To be done —
Extract, exactly as written, all lines of the material below from the line that includes "Objective — one point on each instance of the spectator" through its last line.

Dataset records about object locations:
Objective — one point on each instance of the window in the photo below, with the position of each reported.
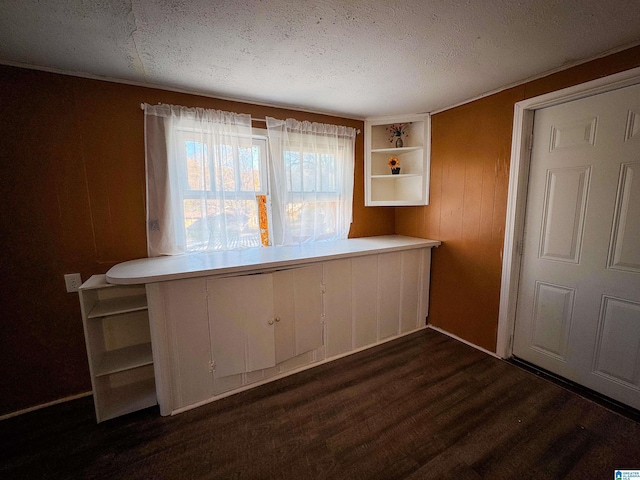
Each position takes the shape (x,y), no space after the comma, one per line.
(219,187)
(313,171)
(208,178)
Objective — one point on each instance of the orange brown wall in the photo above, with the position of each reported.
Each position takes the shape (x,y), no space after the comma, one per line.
(470,155)
(72,196)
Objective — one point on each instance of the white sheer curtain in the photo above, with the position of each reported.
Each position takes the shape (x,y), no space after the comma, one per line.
(313,173)
(202,180)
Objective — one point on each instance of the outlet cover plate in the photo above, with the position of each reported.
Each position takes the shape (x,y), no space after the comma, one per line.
(72,282)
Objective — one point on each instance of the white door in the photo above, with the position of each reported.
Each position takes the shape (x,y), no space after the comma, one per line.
(578,309)
(241,319)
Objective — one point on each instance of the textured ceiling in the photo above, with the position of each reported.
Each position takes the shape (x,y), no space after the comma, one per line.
(353,58)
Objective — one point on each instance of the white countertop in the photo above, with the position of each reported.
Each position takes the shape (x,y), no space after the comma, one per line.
(160,269)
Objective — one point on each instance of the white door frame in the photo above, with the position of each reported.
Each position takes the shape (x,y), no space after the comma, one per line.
(518,182)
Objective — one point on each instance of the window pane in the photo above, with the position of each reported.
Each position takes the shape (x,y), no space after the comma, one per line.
(212,227)
(249,160)
(315,220)
(315,173)
(198,169)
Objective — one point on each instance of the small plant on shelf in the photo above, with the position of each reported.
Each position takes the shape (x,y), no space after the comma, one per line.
(397,131)
(394,165)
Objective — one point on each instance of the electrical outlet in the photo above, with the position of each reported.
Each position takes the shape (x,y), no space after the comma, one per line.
(72,281)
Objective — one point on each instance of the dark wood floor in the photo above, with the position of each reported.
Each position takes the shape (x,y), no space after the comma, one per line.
(423,406)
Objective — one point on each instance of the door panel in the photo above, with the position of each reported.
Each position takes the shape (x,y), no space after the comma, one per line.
(389,294)
(578,311)
(240,309)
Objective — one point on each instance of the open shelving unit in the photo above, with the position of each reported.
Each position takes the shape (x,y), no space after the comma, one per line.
(118,340)
(411,185)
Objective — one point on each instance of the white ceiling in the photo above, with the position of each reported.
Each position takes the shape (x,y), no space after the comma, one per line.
(358,58)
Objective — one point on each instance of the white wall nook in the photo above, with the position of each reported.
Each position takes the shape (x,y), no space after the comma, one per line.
(410,145)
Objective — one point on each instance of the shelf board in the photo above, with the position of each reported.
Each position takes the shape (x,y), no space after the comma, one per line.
(127,399)
(115,306)
(123,359)
(396,150)
(389,175)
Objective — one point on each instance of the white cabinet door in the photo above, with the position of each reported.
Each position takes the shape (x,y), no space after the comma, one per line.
(241,323)
(337,307)
(364,286)
(258,321)
(389,294)
(181,342)
(415,285)
(298,311)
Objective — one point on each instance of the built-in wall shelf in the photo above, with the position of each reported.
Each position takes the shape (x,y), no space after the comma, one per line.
(118,341)
(411,185)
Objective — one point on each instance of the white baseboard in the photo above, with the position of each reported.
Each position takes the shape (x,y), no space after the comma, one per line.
(44,405)
(455,337)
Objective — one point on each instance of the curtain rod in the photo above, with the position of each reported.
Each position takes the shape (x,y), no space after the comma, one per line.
(262,120)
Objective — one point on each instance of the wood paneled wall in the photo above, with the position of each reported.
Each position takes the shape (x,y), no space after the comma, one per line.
(470,158)
(72,196)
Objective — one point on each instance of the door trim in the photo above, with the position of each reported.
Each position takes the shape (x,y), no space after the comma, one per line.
(517,195)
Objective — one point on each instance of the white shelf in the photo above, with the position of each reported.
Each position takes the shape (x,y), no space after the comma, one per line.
(396,150)
(411,186)
(118,305)
(118,340)
(128,398)
(395,177)
(125,358)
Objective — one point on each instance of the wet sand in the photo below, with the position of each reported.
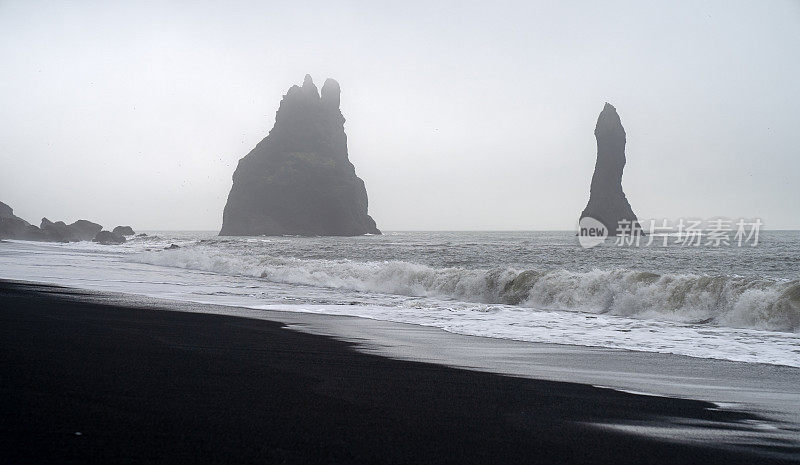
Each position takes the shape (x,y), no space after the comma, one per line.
(87,379)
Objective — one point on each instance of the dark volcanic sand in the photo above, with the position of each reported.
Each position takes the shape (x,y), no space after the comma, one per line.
(143,385)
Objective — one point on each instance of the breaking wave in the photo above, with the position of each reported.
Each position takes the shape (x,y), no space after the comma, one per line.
(743,302)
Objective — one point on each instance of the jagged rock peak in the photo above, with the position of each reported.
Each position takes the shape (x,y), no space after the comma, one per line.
(607,202)
(331,93)
(308,86)
(609,123)
(299,179)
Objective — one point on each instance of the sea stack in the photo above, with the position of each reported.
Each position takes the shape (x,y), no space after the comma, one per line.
(607,202)
(299,180)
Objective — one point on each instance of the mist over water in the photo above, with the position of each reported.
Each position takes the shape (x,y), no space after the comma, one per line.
(731,303)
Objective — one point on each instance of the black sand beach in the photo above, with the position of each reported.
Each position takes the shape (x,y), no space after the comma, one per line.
(86,382)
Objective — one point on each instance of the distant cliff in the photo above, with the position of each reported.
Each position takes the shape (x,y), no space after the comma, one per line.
(14,227)
(299,180)
(607,201)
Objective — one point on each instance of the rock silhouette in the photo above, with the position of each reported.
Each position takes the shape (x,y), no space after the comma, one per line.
(13,227)
(299,180)
(124,230)
(108,237)
(607,201)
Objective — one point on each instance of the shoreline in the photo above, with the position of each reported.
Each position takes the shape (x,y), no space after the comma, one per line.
(152,384)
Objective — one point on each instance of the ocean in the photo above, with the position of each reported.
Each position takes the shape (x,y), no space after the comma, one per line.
(728,302)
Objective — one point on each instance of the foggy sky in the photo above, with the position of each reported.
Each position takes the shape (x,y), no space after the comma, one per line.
(460,115)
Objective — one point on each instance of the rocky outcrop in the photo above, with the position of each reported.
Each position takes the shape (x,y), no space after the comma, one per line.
(13,227)
(299,180)
(109,237)
(124,230)
(6,211)
(56,232)
(607,201)
(83,230)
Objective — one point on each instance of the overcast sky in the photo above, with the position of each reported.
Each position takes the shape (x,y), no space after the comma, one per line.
(462,115)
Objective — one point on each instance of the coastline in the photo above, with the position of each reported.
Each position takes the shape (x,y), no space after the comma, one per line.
(147,384)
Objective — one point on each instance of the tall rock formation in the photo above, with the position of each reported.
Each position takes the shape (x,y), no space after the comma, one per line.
(607,202)
(299,180)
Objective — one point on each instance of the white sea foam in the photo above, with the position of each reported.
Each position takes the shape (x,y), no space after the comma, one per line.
(742,302)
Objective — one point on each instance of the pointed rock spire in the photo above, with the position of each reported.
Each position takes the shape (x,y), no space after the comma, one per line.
(607,201)
(331,93)
(299,179)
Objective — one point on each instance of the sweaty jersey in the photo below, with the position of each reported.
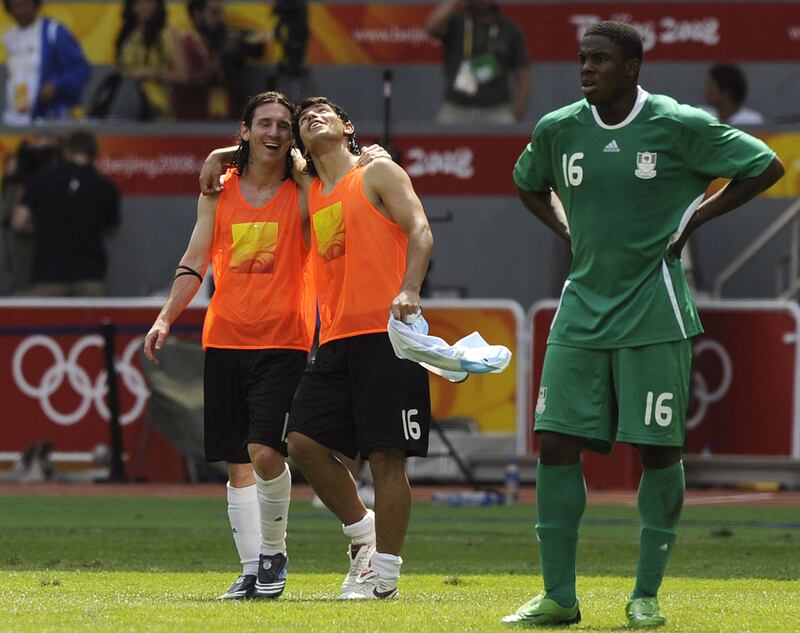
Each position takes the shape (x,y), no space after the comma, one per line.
(626,189)
(261,300)
(359,259)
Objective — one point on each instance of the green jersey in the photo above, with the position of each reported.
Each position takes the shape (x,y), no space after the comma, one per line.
(627,189)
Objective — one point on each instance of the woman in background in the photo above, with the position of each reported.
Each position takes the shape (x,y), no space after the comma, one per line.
(147,51)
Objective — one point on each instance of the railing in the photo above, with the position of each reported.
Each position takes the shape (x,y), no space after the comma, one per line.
(789,217)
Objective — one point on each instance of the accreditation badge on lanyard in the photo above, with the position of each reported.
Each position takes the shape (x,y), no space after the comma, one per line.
(477,69)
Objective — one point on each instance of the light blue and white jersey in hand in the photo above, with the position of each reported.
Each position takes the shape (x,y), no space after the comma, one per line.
(469,355)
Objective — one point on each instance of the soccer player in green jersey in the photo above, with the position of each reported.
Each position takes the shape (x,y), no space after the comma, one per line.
(631,170)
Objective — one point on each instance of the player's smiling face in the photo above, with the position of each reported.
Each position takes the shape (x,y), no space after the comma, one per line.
(320,121)
(270,135)
(605,74)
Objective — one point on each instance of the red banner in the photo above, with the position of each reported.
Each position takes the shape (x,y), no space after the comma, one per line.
(393,33)
(438,165)
(743,378)
(54,386)
(53,377)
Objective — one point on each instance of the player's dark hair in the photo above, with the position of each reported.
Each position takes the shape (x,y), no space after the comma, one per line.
(83,143)
(7,4)
(623,35)
(731,80)
(242,157)
(352,142)
(152,29)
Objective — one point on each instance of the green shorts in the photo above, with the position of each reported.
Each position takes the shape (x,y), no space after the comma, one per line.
(637,395)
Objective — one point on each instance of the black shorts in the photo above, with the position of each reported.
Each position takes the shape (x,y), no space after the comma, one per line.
(248,395)
(358,396)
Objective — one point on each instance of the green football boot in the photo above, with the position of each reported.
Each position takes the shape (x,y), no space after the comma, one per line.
(643,613)
(541,611)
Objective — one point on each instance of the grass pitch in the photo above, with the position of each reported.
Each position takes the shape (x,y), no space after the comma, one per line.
(135,564)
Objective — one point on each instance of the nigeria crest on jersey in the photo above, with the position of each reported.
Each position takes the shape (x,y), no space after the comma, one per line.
(541,401)
(645,165)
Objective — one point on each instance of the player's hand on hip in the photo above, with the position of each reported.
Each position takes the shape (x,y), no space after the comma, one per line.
(154,341)
(406,305)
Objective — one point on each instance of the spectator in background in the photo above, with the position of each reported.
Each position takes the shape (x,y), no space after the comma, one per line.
(726,91)
(216,59)
(482,51)
(46,69)
(33,155)
(146,52)
(69,209)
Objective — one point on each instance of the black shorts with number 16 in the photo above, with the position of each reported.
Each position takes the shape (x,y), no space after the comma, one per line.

Completed task —
Objective — one point on each instance of the spectator in background in the photo above, with the position of each reported.
Each position takes the shape (x,y), no space after the comma, one per line.
(726,91)
(216,59)
(482,51)
(46,69)
(33,155)
(146,52)
(69,209)
Objective — one point on each instance of the black shorts with number 16 in the photo above, with the position of each reported.
Each position takes the shape (x,y), no space after the comma, one per line.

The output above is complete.